分析対象テキスト -
====================
やる気が起きない、集中できない
こんな症状はありませんか?
「最近、何をするにも億劫でやる気が出ない……。」
「集中しようとしてもすぐに気が散ってしまう……。」
このような症状にお困りではありませんか?
やる気や集中力の低下は、疲れやストレスが原因で一時的に生じることもありますが、長期間続く場合は心や体からのSOSサインである可能性があります。放置していると症状が長引くケースもあり、背景に何らかの疾患が隠れていることもあるため、早期に不調の原因を見つけて必要な治療や対策を行い、症状の改善を目指すことが大切です。
よくある症状セルフチェック
以下のような症状に複数当てはまる場合は注意が必要です。
症状が長引き、仕事や勉強に支障をきたす場合は、放置せずにご相談ください。
- 何をするのも億劫で、行動を起こすのに時間がかかる
- 以前は楽しめた趣味に興味が持てなくなった
- 人と話すのが面倒に感じる
- 仕事や勉強を始めても、すぐに気が散ってしまう
- 頭の中に霧やモヤがかかったような感じがする
- 物忘れやケアレスミスが目立つ
- 常に疲れていて、だるい
やる気が出ない・集中できない主な原因
やる気や集中力の低下はさまざまな原因で起こることがあります。
必ずしも一つの要因とは限らず、複数の要因が複雑に絡み合い、症状が現れるケースもあります。
疲労・ストレス
仕事や勉強、日常生活における心身の疲労の蓄積により、やる気や集中力が低下する。精神的な疲れやストレスからの逃避として、無気力状態に陥ることがある。
また、近年では、スマートフォンを長時間使用することで情報の処理負担が増え、脳の疲労が蓄積する「スマホ脳疲労」も増加傾向にある。
睡眠不足
睡眠不足や睡眠の質の低下が原因で日中の眠気を生じ、頭がぼーっとしてしまい、やる気や集中力が低下する。日中のパフォーマンスが低下すると、その遅れを取り戻すために、さらに睡眠時間を削るという悪循環に陥るケースもある。
====================
データセットのエントリ
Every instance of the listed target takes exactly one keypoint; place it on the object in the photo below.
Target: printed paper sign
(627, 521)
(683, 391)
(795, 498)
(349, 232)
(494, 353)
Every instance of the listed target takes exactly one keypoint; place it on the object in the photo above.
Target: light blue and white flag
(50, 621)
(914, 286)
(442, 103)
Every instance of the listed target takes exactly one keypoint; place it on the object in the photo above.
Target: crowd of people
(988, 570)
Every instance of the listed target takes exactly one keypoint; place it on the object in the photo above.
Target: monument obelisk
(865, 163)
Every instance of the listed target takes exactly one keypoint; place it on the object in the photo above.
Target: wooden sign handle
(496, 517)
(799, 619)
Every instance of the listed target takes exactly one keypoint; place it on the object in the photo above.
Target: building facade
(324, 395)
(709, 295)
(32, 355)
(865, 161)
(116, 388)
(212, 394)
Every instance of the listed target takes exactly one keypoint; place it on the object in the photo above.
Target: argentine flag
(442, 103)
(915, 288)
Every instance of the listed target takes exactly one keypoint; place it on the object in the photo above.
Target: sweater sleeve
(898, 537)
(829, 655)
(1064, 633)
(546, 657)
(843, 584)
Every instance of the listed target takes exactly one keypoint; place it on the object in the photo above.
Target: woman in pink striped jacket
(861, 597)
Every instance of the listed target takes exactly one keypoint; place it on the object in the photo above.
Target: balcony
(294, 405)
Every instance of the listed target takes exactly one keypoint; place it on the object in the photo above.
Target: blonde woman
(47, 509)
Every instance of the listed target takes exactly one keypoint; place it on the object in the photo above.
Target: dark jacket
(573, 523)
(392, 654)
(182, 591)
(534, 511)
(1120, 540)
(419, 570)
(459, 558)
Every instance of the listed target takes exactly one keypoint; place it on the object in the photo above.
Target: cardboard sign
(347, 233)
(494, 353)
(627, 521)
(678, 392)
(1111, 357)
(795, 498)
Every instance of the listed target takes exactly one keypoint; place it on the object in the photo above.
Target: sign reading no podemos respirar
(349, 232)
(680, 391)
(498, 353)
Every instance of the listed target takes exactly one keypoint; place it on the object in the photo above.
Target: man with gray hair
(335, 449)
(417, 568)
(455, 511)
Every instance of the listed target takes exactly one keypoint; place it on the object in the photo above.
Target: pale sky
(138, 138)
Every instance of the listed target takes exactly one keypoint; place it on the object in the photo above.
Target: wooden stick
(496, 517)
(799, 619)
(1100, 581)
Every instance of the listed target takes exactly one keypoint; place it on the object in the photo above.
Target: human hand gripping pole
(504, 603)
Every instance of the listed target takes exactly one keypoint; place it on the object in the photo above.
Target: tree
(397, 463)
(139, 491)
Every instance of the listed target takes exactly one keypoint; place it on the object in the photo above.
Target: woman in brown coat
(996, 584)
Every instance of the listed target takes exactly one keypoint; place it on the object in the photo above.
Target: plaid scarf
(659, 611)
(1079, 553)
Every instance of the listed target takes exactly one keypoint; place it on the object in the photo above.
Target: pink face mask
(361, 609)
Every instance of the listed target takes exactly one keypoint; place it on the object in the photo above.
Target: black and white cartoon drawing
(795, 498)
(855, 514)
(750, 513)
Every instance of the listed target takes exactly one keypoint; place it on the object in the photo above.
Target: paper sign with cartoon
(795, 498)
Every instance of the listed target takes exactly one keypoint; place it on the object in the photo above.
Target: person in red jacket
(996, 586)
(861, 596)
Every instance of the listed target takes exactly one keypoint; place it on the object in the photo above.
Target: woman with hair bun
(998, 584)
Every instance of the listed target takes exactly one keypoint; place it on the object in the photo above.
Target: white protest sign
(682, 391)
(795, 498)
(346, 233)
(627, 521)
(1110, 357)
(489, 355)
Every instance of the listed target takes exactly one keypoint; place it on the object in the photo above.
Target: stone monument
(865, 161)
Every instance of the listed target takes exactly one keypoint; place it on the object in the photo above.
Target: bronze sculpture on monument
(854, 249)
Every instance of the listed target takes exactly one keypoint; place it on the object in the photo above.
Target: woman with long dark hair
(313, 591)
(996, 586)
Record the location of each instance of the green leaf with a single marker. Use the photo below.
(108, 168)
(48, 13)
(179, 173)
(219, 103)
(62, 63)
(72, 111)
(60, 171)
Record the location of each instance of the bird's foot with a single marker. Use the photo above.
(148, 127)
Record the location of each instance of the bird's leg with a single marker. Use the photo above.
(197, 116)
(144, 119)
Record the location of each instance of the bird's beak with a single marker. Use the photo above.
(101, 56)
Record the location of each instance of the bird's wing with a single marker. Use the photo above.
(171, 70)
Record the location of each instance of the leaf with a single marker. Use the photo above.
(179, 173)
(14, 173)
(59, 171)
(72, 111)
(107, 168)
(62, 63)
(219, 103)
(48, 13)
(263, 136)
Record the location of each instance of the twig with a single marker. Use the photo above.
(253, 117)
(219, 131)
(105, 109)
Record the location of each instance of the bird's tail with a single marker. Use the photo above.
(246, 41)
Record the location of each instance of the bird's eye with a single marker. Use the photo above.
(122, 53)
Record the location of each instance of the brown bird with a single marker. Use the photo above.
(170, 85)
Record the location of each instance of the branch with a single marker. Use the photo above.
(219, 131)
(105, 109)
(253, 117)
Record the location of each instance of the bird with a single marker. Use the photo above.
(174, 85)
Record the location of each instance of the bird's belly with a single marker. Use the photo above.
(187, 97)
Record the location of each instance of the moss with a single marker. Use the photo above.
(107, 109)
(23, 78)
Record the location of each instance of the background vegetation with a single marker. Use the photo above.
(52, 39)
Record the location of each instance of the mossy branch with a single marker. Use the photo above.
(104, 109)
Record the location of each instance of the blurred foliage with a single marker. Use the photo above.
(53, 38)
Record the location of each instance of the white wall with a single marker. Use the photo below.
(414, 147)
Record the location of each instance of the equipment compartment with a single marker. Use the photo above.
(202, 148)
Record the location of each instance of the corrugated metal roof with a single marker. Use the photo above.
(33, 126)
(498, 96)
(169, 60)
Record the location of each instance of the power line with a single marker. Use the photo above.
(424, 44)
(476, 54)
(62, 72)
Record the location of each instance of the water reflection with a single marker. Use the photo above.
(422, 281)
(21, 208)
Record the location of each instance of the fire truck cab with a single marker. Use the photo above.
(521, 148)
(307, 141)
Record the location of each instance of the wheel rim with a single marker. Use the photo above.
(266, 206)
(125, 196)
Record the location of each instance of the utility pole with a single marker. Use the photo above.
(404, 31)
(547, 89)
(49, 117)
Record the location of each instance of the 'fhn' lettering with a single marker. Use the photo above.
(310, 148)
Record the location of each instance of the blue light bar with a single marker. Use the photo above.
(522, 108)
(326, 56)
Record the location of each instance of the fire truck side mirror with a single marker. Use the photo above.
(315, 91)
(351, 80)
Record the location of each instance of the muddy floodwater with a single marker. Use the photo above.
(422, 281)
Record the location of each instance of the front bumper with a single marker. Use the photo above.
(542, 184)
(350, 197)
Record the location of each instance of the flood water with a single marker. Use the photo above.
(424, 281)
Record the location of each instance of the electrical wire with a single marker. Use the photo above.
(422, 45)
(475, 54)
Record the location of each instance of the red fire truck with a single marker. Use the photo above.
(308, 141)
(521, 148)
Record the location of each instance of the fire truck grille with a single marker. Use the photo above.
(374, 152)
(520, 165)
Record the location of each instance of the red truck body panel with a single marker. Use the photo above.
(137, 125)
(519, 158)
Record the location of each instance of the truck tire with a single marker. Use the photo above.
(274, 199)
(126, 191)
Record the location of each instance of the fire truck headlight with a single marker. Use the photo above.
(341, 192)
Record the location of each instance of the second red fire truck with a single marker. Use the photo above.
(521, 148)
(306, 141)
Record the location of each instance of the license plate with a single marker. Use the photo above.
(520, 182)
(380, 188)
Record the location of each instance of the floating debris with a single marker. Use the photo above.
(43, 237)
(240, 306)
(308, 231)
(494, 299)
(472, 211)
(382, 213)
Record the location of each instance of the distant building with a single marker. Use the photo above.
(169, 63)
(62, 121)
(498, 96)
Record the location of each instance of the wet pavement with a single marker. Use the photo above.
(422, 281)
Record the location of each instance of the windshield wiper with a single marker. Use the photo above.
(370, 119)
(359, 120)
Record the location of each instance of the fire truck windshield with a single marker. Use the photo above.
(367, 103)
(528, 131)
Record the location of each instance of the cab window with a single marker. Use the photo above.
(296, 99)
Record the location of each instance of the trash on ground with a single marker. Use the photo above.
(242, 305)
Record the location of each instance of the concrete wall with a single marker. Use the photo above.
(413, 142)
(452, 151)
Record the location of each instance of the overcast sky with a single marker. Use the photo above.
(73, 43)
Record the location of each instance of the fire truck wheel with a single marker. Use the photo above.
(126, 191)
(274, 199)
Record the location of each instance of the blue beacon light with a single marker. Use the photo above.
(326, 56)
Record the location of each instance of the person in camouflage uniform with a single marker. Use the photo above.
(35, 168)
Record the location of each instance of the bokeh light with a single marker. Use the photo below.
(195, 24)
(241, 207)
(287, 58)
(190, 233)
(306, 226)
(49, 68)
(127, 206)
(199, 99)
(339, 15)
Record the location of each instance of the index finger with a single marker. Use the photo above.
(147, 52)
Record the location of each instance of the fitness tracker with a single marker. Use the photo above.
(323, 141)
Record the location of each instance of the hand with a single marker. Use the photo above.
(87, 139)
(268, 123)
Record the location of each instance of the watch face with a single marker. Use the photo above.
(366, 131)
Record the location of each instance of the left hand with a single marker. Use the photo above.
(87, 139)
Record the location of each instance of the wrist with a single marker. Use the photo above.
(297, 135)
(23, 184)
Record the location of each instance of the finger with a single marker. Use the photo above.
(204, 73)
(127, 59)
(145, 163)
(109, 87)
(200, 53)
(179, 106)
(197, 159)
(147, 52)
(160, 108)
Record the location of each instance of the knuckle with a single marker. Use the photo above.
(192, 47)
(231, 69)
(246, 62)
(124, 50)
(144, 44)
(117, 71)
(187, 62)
====================
課題 A -
分析対象テキストの「やる気や集中力の低下は、疲れ」から「改善を目指すことが大切です。」までを両端を含めて、「SOSサイン」を「警告サイン」に置き換えて書き直してください。
課題 B -
分析対象テキストでは、スマートフォンの長時間使用によって情報の処理負担が増え、脳の疲労が蓄積する状態を何と呼んでいますか。

回答欄 A -
やる気や集中力の低下は、疲れやストレスが原因で一時的に生じることもありますが、長期間続く場合は心や体からの警告サインである可能性があります。放置していると症状が長引くケースもあり、背景に何らかの疾患が隠れていることもあるため、早期に不調の原因を見つけて必要な治療や対策を行い、症状の改善を目指すことが大切です。

回答欄 B -
「スマホ脳疲労」